* Start TEXT *
# [HELP] Returning Velocity / Vivid to stock RUU



## LiMaaa (Apr 10, 2013)

Hi RootzWiki Community,

I was having an issue with hboot where it would lead to a screen with a phone image and a red triangle caution whenever i tried to enter recovery.
Since that issue I have used hansoon2000's all in one vivid toolkit to unlock the boot loader and flash TWRP 2.4 on my phone.

Now using Twrp i am able to use recovery etc. I then attempted to continue using hansoon2000's all in one vivid toolkit to flash my Stock Velocity RUU back
onto my phone. I relocked the phone prior and attempted the flash which appeared to be working and then resulted in the following error:
*(remote: 90 hboot pre-update! please flush image again immediately)*

I am not sure what i am doing wrong, but i have a feeling the error is related to my hboot issue. I would just like to flash my Stock Telstra 4g velocity RUU
back onto my phone. Does anyone know how i can go about doing this?
* End TEXT *
* Start EXTRACTED RECORDS *
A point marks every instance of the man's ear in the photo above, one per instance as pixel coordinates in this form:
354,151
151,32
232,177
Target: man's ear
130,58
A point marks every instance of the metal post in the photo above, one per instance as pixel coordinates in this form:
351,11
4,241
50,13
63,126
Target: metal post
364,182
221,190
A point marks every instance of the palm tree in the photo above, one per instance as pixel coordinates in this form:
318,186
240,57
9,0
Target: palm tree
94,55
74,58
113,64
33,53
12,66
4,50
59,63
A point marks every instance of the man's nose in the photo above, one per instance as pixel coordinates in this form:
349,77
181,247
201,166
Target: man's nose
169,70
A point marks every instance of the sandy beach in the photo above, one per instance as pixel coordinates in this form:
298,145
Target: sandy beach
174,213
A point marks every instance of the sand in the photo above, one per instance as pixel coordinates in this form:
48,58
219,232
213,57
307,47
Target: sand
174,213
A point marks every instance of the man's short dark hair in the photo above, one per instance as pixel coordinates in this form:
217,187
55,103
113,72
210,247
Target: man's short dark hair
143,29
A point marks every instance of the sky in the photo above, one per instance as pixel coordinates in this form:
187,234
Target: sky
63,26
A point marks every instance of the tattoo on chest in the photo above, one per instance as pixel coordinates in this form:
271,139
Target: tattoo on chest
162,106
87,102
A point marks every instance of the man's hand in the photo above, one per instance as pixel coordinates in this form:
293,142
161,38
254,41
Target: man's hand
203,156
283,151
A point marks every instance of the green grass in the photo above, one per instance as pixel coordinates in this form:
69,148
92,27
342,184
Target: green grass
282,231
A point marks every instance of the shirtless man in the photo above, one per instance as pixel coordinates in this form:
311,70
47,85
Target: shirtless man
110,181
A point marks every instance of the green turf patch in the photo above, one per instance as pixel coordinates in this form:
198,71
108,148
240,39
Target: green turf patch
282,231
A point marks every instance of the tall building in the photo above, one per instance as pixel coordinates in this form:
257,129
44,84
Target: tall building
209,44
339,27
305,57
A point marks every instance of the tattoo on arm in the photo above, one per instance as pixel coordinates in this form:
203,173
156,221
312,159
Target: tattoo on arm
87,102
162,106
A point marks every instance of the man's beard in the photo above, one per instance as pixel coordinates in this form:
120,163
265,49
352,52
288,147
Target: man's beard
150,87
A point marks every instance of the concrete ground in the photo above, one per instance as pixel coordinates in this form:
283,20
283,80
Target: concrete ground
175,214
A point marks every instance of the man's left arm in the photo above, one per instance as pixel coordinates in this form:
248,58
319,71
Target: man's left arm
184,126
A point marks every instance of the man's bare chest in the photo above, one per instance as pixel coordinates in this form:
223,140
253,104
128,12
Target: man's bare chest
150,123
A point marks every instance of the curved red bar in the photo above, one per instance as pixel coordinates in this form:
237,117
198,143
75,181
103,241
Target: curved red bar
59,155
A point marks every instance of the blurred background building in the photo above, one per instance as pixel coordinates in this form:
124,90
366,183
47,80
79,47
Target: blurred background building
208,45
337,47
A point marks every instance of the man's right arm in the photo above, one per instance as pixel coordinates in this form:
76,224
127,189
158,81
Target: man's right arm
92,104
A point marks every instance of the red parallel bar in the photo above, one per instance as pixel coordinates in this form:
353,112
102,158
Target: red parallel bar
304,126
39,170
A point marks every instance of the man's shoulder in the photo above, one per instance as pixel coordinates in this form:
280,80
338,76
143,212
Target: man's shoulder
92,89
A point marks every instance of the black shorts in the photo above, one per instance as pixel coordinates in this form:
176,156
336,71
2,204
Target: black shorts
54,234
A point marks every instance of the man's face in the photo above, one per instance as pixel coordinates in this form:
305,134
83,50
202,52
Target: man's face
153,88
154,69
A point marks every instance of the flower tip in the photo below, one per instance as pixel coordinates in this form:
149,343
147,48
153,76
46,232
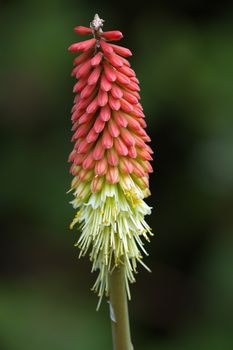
* End EXTRACTED RECORDS *
* EXERCISE AIM
Resume the forum thread on returning the Velocity / Vivid to a stock RUU, picking up right after its final sentence.

* FINAL ANSWER
*My Goals (simplified):

- Make HBOOT fully functional again / or recover it.
- Help to Flash my Stock RUU back onto my phone.
- Reset and make phone as if were stock, without these issues.*

Any help or advice would be absolutely amazing as this has been bothering me for days, and I have a partially unusable phone.


----------



## jtford (Jul 2, 2012)

Be sure it is the correct RUU.EXE. You should be able to simply put in download mode, connect pc and run the ruu. I'm curious. Keep us up to date.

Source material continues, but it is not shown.